SHORT PROBLEM 1. Translate this sentence from the forum post below into Spanish: "They are for a program I am working on."
SHORT PROBLEM 2. In the forum post below, what value does hl + 3 hold for the circle routine?

━━━ PASSAGE PROVIDED ━━━

Omnimaga
Calculator Community => TI Calculators => ASM => Topic started by: ACagliano on October 10, 2011, 10:14:06 am
-
I need a couple asm routines. They are for a program I am working on. They are as follows. The data the routine reads will be pushed onto the stack. Assuming you pop into hl:
1. Render a circle onto the screen
hl = time to wait, after rendering element, before moving on
hl + 1 = circle center x coord
hl + 2 = circle center y coord
hl + 3 = radius
2. Render a white rectangle with black border onto screen
hl = time to wait, after rendering element, before moving on
hl + 1 = x of upper left corner
hl + 2 = y of upper left corner
hl + 3 = width
hl + 4 = height
3. Render text onto the screen
hl = time to wait...
hl + 1 = x to start display
hl + 2 = y to start display
hl + 3 = width of text display (in chars)
hl + 4 = zero t'ded string
4. Render sprite onto screen
hl = time to wait...

━━━ SUPPLIED MATERIAL ━━━

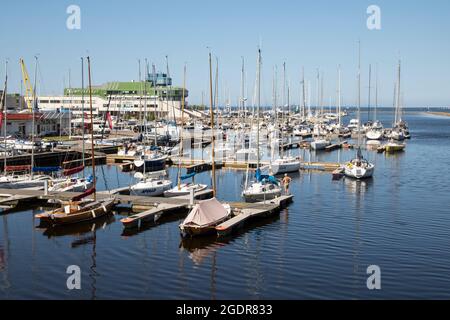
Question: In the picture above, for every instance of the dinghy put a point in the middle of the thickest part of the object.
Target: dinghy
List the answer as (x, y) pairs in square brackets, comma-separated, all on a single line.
[(204, 217)]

━━━

FINAL RESULT 1. Son para un programa en el que estoy trabajando.

FINAL RESULT 2. The radius.